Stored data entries

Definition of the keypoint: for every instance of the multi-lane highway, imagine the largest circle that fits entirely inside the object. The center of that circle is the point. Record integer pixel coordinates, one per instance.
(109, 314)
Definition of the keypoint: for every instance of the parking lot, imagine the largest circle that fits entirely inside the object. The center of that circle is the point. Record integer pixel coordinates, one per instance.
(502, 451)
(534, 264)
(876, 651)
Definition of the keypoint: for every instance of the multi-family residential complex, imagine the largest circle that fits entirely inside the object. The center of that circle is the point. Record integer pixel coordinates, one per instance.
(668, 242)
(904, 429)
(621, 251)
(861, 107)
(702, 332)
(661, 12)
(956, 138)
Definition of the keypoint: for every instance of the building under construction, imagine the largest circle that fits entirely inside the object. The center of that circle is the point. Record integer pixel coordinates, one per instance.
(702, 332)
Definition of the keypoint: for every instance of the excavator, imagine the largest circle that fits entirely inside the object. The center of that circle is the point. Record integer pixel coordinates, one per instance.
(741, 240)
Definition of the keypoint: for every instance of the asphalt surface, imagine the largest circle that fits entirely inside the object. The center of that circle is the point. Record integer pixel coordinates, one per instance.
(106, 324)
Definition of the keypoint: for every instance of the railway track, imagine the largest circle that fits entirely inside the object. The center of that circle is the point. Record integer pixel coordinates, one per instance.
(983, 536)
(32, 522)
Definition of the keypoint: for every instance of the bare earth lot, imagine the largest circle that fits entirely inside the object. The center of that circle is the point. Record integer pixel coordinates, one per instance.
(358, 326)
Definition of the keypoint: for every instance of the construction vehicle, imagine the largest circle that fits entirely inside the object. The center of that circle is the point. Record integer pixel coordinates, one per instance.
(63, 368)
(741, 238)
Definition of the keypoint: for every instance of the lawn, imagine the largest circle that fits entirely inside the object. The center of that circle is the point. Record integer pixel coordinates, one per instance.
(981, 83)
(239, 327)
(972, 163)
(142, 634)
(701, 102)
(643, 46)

▶ [WORK ITEM]: Nothing should be left out: return all of the records exactly.

▶ [RESULT OF THIS EXERCISE]:
Definition of the keypoint: for every instance of the multi-lane highway, imagine the largest circle that fits entirely inside the object. The center of that circle is the point. Record integer pixel coordinates, one per instance.
(109, 314)
Definition of the keypoint: for every instance of the parking lot, imagine the largest circle that fits entirely inside the object. The center of that circle is the point. Record integer pixel coordinates, one per instance.
(502, 451)
(534, 264)
(876, 651)
Definition of the keypoint: for every instance of the multi-family residential complex, imagine the largest circle that fits entirely inside the object. The center of that circle is the point. Record integer pixel coordinates, one per instance.
(668, 242)
(904, 429)
(621, 251)
(861, 107)
(702, 332)
(661, 12)
(956, 138)
Definition of the keypoint: for every instance of the building under construction, imagine the largest circle that fits entirely inside the object. The center of that circle is the point. Record integer pixel coordinates, one per instance.
(702, 332)
Definition of the keypoint: for every instance of the excavator, imagine the largest circle that fits entirely inside the object. The center of that circle is the point. Record integer pixel coordinates, one per instance.
(741, 240)
Definition of the keypoint: for every instance of the asphalt surface, imagine the largest circle that fits entirely inside the object. The center of that circle is the point. Record integer pixel coordinates, one per instance.
(106, 324)
Definition of the keypoint: for every instance of the railway track, imagine the largest circle that fits entirely inside the object. The center of that circle is the point. Record integer pixel coordinates, one per instance.
(983, 536)
(32, 522)
Definition of the keypoint: for every instance of the bare earth lot, imagine the largest circle that fits entirely inside the object. The center of that circle is the point. Record integer pixel coordinates, one per instance.
(358, 326)
Definition of the keypoint: for every instance of the construction vehicle, imagine the largest circle that fits entirely inside the object. The center of that circle is the point. Record integer pixel coordinates, one per instance.
(63, 368)
(741, 238)
Definition of the keypoint: for every instance of the lawn, imagine the largest circle that fits entirely inside the object. The center of that circle is the point. Record integer pixel coordinates, one per instance.
(981, 83)
(239, 327)
(972, 163)
(142, 634)
(701, 102)
(643, 46)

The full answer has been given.